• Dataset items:
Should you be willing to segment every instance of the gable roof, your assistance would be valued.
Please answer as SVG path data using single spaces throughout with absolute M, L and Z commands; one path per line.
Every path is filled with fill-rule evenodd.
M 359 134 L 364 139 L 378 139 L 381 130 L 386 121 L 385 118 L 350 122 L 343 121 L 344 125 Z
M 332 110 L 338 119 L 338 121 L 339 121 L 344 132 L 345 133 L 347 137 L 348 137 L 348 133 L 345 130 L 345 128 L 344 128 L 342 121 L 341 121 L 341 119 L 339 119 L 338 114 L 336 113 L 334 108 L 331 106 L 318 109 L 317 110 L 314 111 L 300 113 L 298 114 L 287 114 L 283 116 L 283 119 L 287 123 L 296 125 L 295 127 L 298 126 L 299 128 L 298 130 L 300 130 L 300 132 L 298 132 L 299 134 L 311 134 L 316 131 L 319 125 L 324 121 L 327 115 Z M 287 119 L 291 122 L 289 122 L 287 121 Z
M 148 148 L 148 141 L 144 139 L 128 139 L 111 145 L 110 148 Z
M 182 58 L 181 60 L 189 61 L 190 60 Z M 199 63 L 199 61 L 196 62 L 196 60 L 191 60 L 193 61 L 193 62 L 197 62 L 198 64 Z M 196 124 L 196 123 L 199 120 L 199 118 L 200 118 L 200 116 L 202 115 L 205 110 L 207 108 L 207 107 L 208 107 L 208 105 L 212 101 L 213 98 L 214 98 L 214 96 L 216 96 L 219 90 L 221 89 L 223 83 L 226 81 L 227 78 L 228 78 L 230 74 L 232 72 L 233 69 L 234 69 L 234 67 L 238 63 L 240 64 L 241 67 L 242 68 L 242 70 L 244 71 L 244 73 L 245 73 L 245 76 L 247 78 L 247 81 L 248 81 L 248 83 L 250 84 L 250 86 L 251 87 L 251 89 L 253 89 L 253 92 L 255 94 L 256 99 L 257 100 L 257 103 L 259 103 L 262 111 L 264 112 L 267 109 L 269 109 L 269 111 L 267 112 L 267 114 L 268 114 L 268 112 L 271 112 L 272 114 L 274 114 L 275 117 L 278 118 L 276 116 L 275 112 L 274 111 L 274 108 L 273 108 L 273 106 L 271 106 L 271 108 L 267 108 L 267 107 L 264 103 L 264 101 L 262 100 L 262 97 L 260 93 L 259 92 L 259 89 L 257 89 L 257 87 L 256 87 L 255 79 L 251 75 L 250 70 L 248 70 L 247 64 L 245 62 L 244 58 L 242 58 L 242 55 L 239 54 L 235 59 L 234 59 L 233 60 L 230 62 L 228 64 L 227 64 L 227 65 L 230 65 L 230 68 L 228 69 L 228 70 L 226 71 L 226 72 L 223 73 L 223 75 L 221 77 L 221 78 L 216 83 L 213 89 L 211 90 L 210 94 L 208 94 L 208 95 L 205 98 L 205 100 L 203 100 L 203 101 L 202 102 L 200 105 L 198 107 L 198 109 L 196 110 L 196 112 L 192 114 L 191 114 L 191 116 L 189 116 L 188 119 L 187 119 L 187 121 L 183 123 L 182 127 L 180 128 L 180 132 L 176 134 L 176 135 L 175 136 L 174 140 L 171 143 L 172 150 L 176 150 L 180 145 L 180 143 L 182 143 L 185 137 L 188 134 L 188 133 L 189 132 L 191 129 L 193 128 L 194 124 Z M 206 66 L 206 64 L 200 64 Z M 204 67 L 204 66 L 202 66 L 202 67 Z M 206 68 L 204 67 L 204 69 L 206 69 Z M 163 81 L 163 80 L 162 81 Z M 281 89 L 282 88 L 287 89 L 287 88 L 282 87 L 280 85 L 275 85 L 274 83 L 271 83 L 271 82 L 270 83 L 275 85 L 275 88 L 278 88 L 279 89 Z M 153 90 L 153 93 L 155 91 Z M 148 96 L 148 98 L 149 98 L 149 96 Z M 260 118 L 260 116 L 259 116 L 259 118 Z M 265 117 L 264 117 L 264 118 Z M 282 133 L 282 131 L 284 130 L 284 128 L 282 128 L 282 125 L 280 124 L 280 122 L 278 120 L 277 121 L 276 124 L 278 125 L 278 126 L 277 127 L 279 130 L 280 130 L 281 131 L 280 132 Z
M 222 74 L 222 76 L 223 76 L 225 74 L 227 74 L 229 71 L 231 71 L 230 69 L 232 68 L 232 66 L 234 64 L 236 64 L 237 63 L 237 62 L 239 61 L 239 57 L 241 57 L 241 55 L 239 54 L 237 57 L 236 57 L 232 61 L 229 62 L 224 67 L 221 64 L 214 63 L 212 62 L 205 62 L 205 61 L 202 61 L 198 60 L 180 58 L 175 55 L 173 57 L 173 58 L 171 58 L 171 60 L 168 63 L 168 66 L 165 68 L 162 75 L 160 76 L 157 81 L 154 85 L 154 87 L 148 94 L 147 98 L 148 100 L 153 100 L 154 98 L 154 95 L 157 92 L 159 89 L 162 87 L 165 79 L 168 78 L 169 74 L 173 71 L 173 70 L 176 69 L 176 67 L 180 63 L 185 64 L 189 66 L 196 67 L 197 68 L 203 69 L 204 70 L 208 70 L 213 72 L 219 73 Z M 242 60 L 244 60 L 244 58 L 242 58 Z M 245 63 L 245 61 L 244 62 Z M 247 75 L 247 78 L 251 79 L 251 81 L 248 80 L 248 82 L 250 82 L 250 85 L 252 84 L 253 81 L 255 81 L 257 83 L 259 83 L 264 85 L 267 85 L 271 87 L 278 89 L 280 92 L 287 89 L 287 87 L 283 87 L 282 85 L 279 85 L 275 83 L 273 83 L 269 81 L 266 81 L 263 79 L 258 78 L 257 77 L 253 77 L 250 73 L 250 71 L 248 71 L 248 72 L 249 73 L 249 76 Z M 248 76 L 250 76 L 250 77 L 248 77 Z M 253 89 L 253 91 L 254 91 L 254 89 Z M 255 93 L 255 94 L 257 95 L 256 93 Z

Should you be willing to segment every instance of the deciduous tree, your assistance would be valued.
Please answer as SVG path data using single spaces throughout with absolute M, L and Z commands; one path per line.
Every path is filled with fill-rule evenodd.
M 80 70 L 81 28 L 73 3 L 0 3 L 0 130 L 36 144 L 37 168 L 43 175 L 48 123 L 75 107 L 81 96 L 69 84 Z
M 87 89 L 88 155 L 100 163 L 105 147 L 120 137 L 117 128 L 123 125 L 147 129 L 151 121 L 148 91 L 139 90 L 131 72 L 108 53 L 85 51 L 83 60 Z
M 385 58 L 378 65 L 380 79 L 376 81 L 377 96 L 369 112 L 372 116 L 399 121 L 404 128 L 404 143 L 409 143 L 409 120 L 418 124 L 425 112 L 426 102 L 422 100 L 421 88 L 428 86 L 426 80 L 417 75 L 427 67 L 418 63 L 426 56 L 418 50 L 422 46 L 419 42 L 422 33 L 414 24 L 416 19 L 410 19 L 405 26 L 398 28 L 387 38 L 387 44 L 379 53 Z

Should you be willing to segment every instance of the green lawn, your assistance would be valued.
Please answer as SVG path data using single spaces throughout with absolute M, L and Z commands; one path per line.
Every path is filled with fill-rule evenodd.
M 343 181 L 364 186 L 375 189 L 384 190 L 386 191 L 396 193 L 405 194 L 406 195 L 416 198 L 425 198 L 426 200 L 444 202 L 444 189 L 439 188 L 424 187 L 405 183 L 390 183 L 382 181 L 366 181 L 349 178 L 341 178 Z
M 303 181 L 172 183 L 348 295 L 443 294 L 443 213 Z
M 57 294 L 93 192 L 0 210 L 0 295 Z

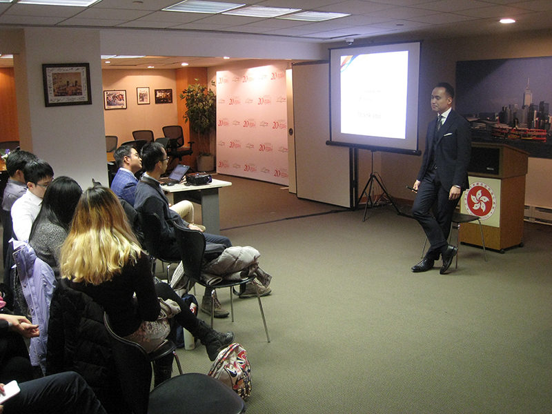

• Work to complete: Rewrite all of the records with "your assistance would be valued" changed to "your help would be appreciated" every place it occurs and nothing else altered. Don't include the picture.

• Answer to this task:
Should you be willing to segment every instance of the gable roof, your help would be appreciated.
Please answer as SVG path data using single spaces throughout with absolute M, L and Z commands; one path per line.
Every path is filled with fill-rule evenodd.
M 359 134 L 364 139 L 378 139 L 381 130 L 386 121 L 385 118 L 350 122 L 343 121 L 344 125 Z
M 332 110 L 338 119 L 338 121 L 339 121 L 344 132 L 345 133 L 347 137 L 348 137 L 348 133 L 345 130 L 345 128 L 344 128 L 342 121 L 341 121 L 341 119 L 339 119 L 338 114 L 336 113 L 334 108 L 331 106 L 318 109 L 317 110 L 314 111 L 300 113 L 298 114 L 287 114 L 283 116 L 283 119 L 287 123 L 296 125 L 295 127 L 298 126 L 299 128 L 298 130 L 300 130 L 300 132 L 298 132 L 299 134 L 311 134 L 316 131 L 319 125 L 324 121 L 327 115 Z M 287 119 L 291 122 L 289 122 L 287 121 Z
M 148 148 L 148 141 L 144 139 L 128 139 L 111 145 L 110 148 Z
M 182 58 L 181 60 L 189 61 L 190 60 Z M 199 63 L 199 61 L 196 62 L 196 60 L 191 60 L 193 61 L 193 62 L 197 62 L 198 64 Z M 196 124 L 196 123 L 199 120 L 199 118 L 200 118 L 200 116 L 202 115 L 205 110 L 207 108 L 207 107 L 208 107 L 208 105 L 212 101 L 213 98 L 214 98 L 214 96 L 216 96 L 219 90 L 221 89 L 223 83 L 226 81 L 227 78 L 228 78 L 230 74 L 232 72 L 233 69 L 234 69 L 234 67 L 238 63 L 240 64 L 241 67 L 242 68 L 242 70 L 244 71 L 244 73 L 245 73 L 245 76 L 247 78 L 247 81 L 248 81 L 248 83 L 250 84 L 250 86 L 251 87 L 251 89 L 253 89 L 253 92 L 255 94 L 256 99 L 257 100 L 257 103 L 259 103 L 262 111 L 264 112 L 267 109 L 269 109 L 269 111 L 267 112 L 267 114 L 268 114 L 268 112 L 271 112 L 272 114 L 274 114 L 275 117 L 278 118 L 276 116 L 275 112 L 274 111 L 274 108 L 273 108 L 273 106 L 271 106 L 271 108 L 267 108 L 267 107 L 264 103 L 264 101 L 262 100 L 262 97 L 260 93 L 259 92 L 259 89 L 257 89 L 257 87 L 256 87 L 255 79 L 251 75 L 250 70 L 248 70 L 247 64 L 245 62 L 244 58 L 242 58 L 242 55 L 239 54 L 235 59 L 234 59 L 233 60 L 230 62 L 228 64 L 227 64 L 227 65 L 230 65 L 230 68 L 228 69 L 228 70 L 226 71 L 226 72 L 223 73 L 223 75 L 221 77 L 221 78 L 216 83 L 213 89 L 211 90 L 210 94 L 208 94 L 208 95 L 205 98 L 205 100 L 203 100 L 203 101 L 202 102 L 200 105 L 198 107 L 198 109 L 196 110 L 196 112 L 192 114 L 191 114 L 191 116 L 189 116 L 188 119 L 187 119 L 187 121 L 183 123 L 182 127 L 180 128 L 180 132 L 176 134 L 176 135 L 175 136 L 174 140 L 171 143 L 172 150 L 176 150 L 180 145 L 180 143 L 182 143 L 185 137 L 188 134 L 188 133 L 189 132 L 191 129 L 193 128 L 194 124 Z M 206 66 L 206 64 L 200 64 Z M 204 67 L 204 66 L 202 66 L 202 67 Z M 206 68 L 204 67 L 204 69 L 206 69 Z M 163 81 L 163 80 L 162 81 Z M 281 89 L 282 88 L 287 89 L 287 88 L 282 87 L 280 85 L 275 85 L 274 83 L 271 83 L 271 82 L 270 83 L 275 85 L 275 88 L 278 88 L 279 89 Z M 153 90 L 153 93 L 155 91 Z M 148 96 L 148 98 L 149 98 L 149 96 Z M 260 118 L 260 116 L 259 116 L 259 118 Z M 265 117 L 264 117 L 264 118 Z M 282 133 L 282 131 L 284 130 L 284 128 L 282 128 L 282 125 L 280 124 L 280 122 L 278 120 L 277 121 L 276 124 L 278 125 L 278 126 L 277 127 L 279 130 L 280 130 L 281 131 L 280 132 Z
M 222 74 L 222 76 L 223 76 L 225 74 L 227 74 L 229 71 L 231 71 L 230 69 L 232 68 L 232 66 L 234 64 L 236 64 L 237 63 L 237 62 L 239 61 L 239 57 L 241 57 L 241 55 L 239 54 L 237 57 L 236 57 L 232 61 L 229 62 L 224 67 L 221 64 L 214 63 L 212 62 L 205 62 L 205 61 L 202 61 L 198 60 L 180 58 L 175 55 L 173 57 L 173 58 L 171 58 L 171 60 L 168 63 L 168 66 L 165 68 L 162 75 L 160 76 L 157 81 L 154 85 L 154 87 L 148 94 L 147 98 L 148 100 L 153 100 L 154 98 L 154 95 L 157 92 L 159 89 L 162 87 L 165 79 L 168 78 L 169 74 L 173 71 L 173 70 L 176 69 L 176 67 L 180 63 L 185 64 L 189 66 L 196 67 L 197 68 L 203 69 L 204 70 L 208 70 L 213 72 L 219 73 Z M 242 60 L 244 60 L 244 58 L 242 58 Z M 245 63 L 245 61 L 244 62 Z M 247 75 L 247 78 L 251 79 L 251 81 L 248 80 L 248 82 L 250 82 L 250 85 L 252 84 L 253 81 L 255 81 L 257 83 L 259 83 L 264 85 L 267 85 L 271 87 L 278 89 L 280 92 L 287 89 L 287 87 L 283 87 L 282 85 L 279 85 L 275 83 L 273 83 L 269 81 L 266 81 L 263 79 L 258 78 L 257 77 L 253 77 L 250 73 L 250 71 L 248 71 L 248 72 L 249 73 L 249 76 Z M 248 76 L 250 76 L 250 77 L 248 77 Z M 253 89 L 253 91 L 254 91 L 254 89 Z M 255 93 L 255 94 L 257 95 L 256 93 Z

Should you be willing to segment every instance of the deciduous tree, your help would be appreciated.
Please answer as SVG path data using single spaces throughout with absolute M, L and Z commands; one path per line.
Every path is filled with fill-rule evenodd.
M 80 70 L 81 28 L 73 3 L 0 3 L 0 130 L 36 144 L 37 168 L 43 175 L 48 123 L 75 107 L 81 96 L 69 84 Z
M 87 89 L 88 155 L 100 163 L 105 147 L 120 137 L 117 128 L 123 125 L 147 129 L 151 121 L 148 91 L 139 90 L 131 72 L 108 53 L 85 51 L 83 60 Z
M 385 58 L 378 65 L 380 79 L 376 81 L 377 96 L 369 112 L 372 116 L 399 121 L 404 128 L 404 143 L 409 143 L 409 120 L 418 124 L 425 112 L 426 102 L 422 100 L 421 88 L 428 86 L 426 80 L 417 75 L 427 67 L 418 63 L 426 56 L 418 50 L 422 46 L 419 42 L 422 33 L 414 24 L 416 19 L 410 19 L 405 26 L 398 28 L 387 38 L 387 44 L 379 53 Z

Should you be willing to segment every instance of the green lawn, your help would be appreciated.
Please answer as SVG path data using single spaces throughout with absolute M, L and Z commands; one path per line.
Every path is filled with fill-rule evenodd.
M 343 181 L 364 186 L 375 189 L 384 190 L 386 191 L 396 193 L 405 194 L 406 195 L 416 198 L 425 198 L 426 200 L 444 202 L 444 189 L 439 188 L 424 187 L 405 183 L 390 183 L 382 181 L 366 181 L 349 178 L 341 178 Z
M 303 181 L 172 183 L 348 295 L 443 294 L 443 213 Z
M 57 294 L 93 192 L 0 210 L 0 295 Z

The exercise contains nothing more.